EXERCISE>
Word for word, transcribe the lines from the one containing "Task: for the roadway count, mark the dark hair" through the end of the entries, both included, and nothing else.

Point labeling examples
>>>>

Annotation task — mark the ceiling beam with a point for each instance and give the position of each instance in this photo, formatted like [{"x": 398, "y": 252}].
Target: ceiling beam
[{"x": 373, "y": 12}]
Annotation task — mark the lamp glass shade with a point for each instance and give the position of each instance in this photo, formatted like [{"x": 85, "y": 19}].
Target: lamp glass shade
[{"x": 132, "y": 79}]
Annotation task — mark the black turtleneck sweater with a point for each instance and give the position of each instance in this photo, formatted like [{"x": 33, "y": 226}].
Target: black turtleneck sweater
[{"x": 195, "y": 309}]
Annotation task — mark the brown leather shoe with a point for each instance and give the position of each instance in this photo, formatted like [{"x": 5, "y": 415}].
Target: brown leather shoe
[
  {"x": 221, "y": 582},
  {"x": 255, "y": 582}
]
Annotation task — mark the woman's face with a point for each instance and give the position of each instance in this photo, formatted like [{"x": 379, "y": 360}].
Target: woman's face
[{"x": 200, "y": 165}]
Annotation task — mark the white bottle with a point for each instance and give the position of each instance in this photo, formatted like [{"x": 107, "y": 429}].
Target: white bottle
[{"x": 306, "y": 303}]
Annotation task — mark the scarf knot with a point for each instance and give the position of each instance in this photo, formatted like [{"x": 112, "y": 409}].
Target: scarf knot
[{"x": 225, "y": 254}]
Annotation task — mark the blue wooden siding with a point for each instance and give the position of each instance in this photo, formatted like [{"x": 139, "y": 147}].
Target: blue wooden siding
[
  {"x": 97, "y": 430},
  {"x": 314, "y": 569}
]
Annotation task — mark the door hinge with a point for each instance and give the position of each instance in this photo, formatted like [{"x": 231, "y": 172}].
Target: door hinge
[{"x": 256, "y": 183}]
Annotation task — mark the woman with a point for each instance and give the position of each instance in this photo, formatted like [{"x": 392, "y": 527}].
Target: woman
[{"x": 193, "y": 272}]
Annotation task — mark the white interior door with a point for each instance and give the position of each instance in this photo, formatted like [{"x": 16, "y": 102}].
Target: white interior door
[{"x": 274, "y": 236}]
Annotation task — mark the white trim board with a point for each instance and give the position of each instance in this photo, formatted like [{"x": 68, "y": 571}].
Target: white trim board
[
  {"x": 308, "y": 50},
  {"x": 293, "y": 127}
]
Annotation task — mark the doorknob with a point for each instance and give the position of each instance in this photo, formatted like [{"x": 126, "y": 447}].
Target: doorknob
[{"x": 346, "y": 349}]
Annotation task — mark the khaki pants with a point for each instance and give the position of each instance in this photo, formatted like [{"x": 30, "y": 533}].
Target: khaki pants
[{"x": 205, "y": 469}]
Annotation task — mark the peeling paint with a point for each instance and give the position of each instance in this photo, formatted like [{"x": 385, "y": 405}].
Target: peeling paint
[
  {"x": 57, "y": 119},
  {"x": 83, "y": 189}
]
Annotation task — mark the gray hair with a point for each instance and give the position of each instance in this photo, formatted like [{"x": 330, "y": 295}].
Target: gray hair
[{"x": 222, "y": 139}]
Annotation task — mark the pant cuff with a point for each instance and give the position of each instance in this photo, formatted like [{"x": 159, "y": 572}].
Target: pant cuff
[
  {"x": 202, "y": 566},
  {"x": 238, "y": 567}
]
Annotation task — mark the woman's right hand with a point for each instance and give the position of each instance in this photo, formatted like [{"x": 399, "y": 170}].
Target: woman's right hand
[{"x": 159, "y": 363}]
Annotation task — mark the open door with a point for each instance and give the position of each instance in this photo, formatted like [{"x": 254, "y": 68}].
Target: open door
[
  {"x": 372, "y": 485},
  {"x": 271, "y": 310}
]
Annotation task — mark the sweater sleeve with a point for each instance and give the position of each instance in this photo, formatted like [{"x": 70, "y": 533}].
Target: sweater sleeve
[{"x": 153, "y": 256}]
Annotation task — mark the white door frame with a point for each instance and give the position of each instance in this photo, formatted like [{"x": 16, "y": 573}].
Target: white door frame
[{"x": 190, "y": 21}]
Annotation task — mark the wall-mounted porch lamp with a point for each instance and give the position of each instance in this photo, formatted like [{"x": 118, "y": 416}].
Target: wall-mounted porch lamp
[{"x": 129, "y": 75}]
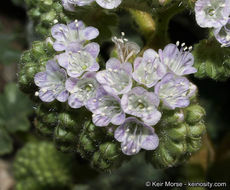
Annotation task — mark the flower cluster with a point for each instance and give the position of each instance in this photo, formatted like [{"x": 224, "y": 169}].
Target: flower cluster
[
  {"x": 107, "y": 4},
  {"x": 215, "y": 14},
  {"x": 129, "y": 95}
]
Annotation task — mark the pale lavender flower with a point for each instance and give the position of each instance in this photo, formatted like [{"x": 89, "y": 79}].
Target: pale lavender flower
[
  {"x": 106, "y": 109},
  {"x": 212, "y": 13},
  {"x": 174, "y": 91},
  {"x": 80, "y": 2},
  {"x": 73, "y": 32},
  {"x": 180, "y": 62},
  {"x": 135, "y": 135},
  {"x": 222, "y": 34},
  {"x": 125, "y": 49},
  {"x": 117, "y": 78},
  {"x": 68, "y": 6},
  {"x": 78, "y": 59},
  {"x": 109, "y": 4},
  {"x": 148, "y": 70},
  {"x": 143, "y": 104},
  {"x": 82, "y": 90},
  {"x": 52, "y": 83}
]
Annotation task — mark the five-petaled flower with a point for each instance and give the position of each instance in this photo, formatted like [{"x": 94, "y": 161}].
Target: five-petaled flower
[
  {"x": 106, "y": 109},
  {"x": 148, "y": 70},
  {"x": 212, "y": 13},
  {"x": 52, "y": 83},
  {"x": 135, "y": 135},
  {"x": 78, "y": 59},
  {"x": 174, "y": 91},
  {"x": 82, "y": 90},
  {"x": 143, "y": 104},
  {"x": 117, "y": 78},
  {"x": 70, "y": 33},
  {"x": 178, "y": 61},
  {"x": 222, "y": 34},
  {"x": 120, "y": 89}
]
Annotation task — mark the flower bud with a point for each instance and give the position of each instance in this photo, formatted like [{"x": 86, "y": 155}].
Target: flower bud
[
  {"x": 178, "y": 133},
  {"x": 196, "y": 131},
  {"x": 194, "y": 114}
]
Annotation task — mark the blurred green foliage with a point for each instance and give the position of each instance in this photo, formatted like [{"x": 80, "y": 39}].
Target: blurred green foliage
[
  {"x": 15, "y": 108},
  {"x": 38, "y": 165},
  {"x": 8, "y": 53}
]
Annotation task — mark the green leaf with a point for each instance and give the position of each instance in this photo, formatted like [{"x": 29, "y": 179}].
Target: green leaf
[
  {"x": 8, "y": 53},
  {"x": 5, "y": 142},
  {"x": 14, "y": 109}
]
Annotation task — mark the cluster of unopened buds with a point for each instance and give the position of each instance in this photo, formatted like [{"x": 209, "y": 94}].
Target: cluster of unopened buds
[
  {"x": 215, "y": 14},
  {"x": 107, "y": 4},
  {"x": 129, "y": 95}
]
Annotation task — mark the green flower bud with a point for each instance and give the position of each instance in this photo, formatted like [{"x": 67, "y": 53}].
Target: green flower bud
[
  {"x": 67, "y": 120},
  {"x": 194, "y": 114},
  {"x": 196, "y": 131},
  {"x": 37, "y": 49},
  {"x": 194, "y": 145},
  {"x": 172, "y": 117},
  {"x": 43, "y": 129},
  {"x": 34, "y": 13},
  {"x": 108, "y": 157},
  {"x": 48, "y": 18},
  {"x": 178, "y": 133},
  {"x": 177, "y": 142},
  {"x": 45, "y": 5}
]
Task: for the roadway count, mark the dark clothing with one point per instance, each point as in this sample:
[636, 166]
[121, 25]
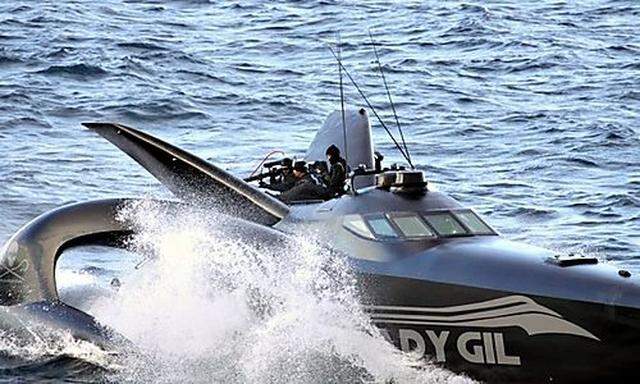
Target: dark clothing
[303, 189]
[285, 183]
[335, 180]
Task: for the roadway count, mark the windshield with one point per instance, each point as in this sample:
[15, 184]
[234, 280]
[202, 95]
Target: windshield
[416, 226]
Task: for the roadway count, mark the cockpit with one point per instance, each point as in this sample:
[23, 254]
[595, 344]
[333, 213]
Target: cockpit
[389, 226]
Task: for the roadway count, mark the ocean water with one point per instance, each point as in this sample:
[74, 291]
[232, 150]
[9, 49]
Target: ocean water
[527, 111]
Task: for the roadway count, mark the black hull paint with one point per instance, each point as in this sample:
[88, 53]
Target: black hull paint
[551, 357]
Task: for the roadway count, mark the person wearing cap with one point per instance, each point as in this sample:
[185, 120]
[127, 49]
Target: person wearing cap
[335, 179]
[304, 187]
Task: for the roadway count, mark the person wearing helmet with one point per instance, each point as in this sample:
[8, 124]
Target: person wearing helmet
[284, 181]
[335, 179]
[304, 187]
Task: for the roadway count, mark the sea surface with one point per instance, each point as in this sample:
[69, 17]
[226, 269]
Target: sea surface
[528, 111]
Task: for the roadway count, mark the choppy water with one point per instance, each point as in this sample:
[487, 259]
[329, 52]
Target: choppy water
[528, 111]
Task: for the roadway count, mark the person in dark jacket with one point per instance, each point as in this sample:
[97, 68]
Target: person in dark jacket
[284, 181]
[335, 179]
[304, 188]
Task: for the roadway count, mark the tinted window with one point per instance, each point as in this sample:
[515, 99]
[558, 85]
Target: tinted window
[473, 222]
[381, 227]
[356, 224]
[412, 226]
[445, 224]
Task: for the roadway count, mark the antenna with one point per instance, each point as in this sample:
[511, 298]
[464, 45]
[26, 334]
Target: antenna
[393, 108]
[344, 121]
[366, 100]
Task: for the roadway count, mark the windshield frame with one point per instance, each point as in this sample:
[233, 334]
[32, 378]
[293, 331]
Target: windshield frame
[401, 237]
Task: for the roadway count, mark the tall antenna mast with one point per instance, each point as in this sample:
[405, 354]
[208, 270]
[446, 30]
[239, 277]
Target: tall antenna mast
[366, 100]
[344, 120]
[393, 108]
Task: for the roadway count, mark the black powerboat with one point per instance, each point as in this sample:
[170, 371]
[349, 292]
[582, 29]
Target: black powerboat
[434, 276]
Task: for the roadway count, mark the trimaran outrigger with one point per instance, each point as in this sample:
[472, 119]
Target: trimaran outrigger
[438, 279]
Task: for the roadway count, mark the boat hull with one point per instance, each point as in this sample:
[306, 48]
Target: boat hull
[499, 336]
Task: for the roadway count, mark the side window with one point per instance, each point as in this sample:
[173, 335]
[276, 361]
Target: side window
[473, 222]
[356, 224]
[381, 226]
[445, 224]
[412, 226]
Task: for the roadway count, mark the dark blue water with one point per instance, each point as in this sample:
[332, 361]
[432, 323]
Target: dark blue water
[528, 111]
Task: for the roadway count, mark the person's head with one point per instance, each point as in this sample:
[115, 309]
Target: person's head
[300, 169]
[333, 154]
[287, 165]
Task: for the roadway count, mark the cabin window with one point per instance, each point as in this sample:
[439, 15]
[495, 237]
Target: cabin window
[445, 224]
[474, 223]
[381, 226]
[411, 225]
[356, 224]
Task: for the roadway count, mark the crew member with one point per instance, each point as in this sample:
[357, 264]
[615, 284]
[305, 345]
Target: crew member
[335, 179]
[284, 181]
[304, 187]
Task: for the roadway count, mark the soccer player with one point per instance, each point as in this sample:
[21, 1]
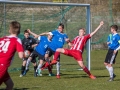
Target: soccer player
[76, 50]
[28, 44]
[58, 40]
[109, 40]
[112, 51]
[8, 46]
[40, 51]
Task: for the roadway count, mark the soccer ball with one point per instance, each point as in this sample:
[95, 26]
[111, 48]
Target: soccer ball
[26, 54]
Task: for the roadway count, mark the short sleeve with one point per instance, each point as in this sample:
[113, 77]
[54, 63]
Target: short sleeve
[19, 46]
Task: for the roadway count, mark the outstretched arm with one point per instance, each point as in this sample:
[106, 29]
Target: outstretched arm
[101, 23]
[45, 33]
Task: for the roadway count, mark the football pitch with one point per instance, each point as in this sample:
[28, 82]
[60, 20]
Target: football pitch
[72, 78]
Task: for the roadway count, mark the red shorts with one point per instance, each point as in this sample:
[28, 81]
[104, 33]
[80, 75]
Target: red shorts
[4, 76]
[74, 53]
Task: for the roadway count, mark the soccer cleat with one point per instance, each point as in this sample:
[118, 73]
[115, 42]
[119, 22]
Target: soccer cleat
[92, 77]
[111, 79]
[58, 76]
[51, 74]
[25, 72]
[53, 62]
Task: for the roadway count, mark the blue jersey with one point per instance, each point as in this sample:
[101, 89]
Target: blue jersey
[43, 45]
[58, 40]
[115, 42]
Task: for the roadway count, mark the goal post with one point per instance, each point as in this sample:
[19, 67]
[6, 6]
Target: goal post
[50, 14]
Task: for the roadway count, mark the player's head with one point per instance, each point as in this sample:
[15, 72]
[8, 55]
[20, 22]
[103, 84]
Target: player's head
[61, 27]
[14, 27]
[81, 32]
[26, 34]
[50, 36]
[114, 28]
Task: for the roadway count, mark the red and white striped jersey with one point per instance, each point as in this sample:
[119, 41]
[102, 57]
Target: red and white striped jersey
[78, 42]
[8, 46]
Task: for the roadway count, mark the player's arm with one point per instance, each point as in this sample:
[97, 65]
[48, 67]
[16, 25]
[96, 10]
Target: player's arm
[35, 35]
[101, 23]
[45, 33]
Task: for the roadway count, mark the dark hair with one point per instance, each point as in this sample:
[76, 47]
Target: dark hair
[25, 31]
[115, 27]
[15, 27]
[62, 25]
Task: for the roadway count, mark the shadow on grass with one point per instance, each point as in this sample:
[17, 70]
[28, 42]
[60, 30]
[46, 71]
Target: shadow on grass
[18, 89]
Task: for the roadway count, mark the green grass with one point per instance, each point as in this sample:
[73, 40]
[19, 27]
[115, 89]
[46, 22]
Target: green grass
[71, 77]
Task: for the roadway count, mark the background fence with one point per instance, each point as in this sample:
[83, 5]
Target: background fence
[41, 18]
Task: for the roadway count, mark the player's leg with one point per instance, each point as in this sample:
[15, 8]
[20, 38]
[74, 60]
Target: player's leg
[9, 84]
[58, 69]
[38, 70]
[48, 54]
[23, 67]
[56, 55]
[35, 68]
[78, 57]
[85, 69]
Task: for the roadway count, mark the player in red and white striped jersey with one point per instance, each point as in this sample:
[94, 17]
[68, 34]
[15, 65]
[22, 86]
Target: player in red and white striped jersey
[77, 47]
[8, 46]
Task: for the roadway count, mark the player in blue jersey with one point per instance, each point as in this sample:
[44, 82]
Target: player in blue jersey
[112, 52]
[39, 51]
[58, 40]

<<<<

PROBLEM SOLUTION>
Task: for the roadway count, mark the dark hair with one point per instance, each point as in this sample:
[76, 47]
Target: dark hair
[25, 31]
[115, 27]
[15, 27]
[62, 25]
Task: for the roadway count, mark the shadow on grass with one point per instance, each point as in this sample:
[17, 70]
[28, 42]
[60, 30]
[46, 71]
Target: shadow on grass
[18, 89]
Task: for the roadway count, mark the green grass with one point per instance, each point as in this sample:
[73, 40]
[19, 27]
[115, 89]
[46, 22]
Target: green grass
[71, 77]
Task: for the roadway count, mark the background fence with one point per instance, each point as in this sample:
[83, 5]
Target: background fence
[41, 18]
Task: for the roadway count, mark the player's leg with one point per instance, each point as in this sample:
[15, 8]
[20, 38]
[74, 60]
Target: player's leg
[9, 84]
[58, 69]
[38, 70]
[48, 54]
[23, 67]
[56, 55]
[35, 68]
[78, 57]
[85, 69]
Task: for the roadway count, mark the player in red and white striped jersey with one point per instance, each point as in this sample:
[94, 17]
[68, 34]
[15, 65]
[22, 86]
Target: player in red and white striped jersey
[77, 47]
[8, 46]
Task: for the roadway count, mark the player in blue jersey with one point per instance, each point as in this sample:
[44, 82]
Target: player in blue jersey
[112, 52]
[39, 51]
[58, 40]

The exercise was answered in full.